Work to be completed
Reproduce all of the material below, substituting "formatted like this example" for each occurrence of "laid out like this sample" and changing nothing else. Omit the pictures from your answer.

Supplied information
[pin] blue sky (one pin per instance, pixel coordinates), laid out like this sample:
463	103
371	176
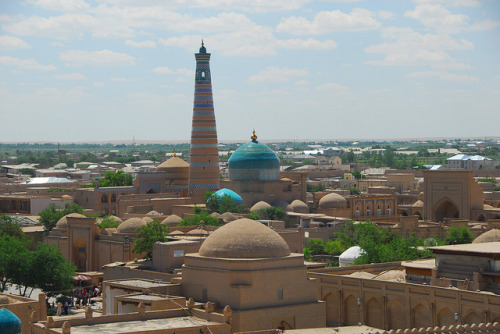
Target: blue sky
80	70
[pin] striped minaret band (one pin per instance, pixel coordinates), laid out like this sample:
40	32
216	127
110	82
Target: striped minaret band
204	154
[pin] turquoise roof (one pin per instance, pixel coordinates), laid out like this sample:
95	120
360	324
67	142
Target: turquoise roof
254	155
228	192
9	322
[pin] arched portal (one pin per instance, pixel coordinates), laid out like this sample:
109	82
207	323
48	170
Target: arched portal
80	254
445	209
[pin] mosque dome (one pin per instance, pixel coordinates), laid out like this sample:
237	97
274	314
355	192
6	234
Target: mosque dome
173	162
259	206
418	204
9	322
227	217
490	236
244	239
333	201
228	192
172	220
254	161
299	206
63	222
284	206
130	225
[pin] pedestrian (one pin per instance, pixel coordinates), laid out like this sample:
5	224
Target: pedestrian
59	308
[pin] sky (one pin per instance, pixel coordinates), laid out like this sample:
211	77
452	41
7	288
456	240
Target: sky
111	70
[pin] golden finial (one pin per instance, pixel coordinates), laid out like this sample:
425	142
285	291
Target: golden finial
254	137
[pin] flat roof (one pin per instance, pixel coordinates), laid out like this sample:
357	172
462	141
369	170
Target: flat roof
487	249
139	326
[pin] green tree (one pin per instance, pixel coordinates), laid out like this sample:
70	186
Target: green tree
51	215
148	234
460	235
116	179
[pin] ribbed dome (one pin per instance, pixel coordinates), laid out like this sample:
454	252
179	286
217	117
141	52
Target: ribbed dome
9	322
228	192
63	222
490	236
254	161
260	205
332	201
284	206
244	239
299	206
172	220
130	225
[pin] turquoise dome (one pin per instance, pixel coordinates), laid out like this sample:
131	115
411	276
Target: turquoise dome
228	192
9	322
254	161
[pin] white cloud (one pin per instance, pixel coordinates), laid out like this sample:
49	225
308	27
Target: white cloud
385	14
308	44
96	58
162	70
329	22
443	75
405	47
277	74
25	64
484	25
453	3
70	76
11	43
439	18
61	5
143	44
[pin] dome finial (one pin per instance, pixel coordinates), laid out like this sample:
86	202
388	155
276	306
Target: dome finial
254	137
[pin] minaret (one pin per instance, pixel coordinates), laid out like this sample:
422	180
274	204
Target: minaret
204	172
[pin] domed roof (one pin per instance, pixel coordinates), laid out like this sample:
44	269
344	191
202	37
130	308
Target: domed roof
244	239
173	162
490	236
418	204
299	206
63	222
153	213
332	201
9	322
130	225
260	205
172	220
147	219
254	161
227	217
284	206
228	192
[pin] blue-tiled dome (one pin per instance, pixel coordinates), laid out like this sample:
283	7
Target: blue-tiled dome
254	161
228	192
9	322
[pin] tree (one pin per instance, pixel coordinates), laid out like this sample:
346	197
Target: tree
116	179
460	235
148	234
51	215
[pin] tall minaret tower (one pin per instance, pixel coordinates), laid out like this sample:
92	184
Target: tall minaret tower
204	172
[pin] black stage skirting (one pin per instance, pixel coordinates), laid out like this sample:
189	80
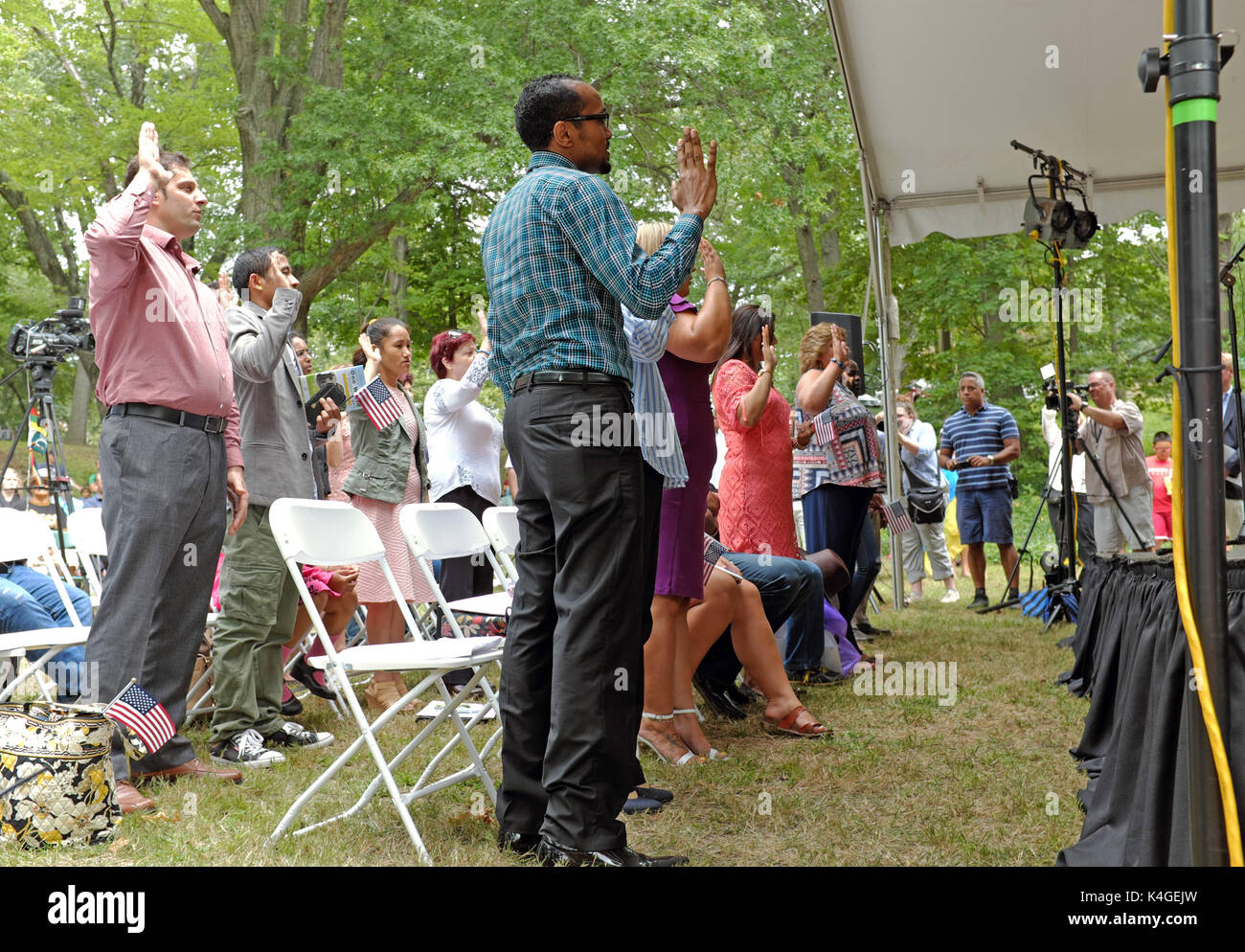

Answer to this exercise
[pin] blue sky (one pin per instance, pixel coordinates), formatted like this example:
463	103
371	176
Target: blue sky
80	70
[pin] striped minaret band (one pin per instance, pixel coordinates), formatted like this example:
40	32
216	127
110	82
Target: striped minaret band
204	154
[pin] turquoise roof (one pin per instance, pixel coordinates), formatted like this example:
95	120
360	324
67	142
Target: turquoise roof
254	155
228	192
9	322
[pin] arched portal (one pin per instance, pixel coordinates), formatted like this example:
109	82
207	323
48	170
Target: arched portal
80	254
445	209
[pin] mosque dome (one pin per instance, pixel coordinates), formatted like this example:
237	97
274	314
355	192
6	234
Target: mosque dome
173	162
259	206
418	204
9	322
227	217
490	236
244	239
333	201
228	192
172	220
254	161
299	206
63	222
284	206
130	225
[pin] pedestrian (one pin per instance, pixel coordinates), formatted like this example:
5	224
Target: pedestrian
59	308
[pin] sky (one pin per instance, pixel coordinates), formatted like this example:
211	77
452	41
7	288
456	240
Target: sky
111	70
[pin] golden finial (one pin per instance, pixel coordinates), formatted like this example:
425	142
285	291
Target: golden finial
254	137
[pin] flat roof (one pin per instance, pixel coordinates), formatted like this example:
357	172
462	141
369	170
Target: flat roof
487	249
139	326
[pin] green tree (one pin per instance, pixel coordinates), formatted like this example:
70	186
Target: green tree
51	215
148	234
460	235
116	179
[pin] ribbed dome (one pin per instance, pixel coordinates), formatted like this example:
454	252
179	286
217	117
141	52
Target: ribbed dome
9	322
228	192
63	222
490	236
254	161
260	205
332	201
284	206
244	239
299	206
172	220
130	225
[pin] turquoise dome (one pin per instance, pixel coordinates), formatted like this example:
131	115
411	276
Target: turquoise dome
228	192
9	322
254	161
[pin] white cloud (one pin per instance, pixel coordinates), formatted like this example:
49	225
308	27
Target: white cloud
385	14
308	44
96	58
162	70
329	22
443	75
405	47
277	74
25	64
484	25
453	3
70	76
11	43
439	18
61	5
143	44
[pin] dome finial (one pin per instance, pixel coordinates), formatted like this example:
86	202
388	155
276	306
Target: dome finial
254	137
[pin] minaret (one pin per instance, pixel coordinates), formatted like this example:
422	180
274	204
Target: minaret
204	172
[pin] domed roof (one pin per instance, pixel coordinates), formatted like this example:
44	269
344	191
202	37
130	308
Target: domed roof
244	239
173	162
490	236
418	204
299	206
63	222
153	213
332	201
9	322
130	225
260	205
172	220
147	219
254	161
227	217
284	206
228	192
[pin] blue-tiled dome (one pin per instance, pixel coordinates), formatted like this example:
283	7
Target: blue-tiled dome
254	161
228	192
9	322
[pin] tree (one pin per instance, pixel coordinates), formatted like this example:
346	197
Target: tree
116	179
460	235
148	234
51	215
[pin] tall minaret tower (one pin per instance, pixel coordinates), formatted like this example:
92	184
Target: tall minaret tower
204	172
[pin] black stage skirting (one pin per instance, pixel coordinates), formatted like this example:
189	80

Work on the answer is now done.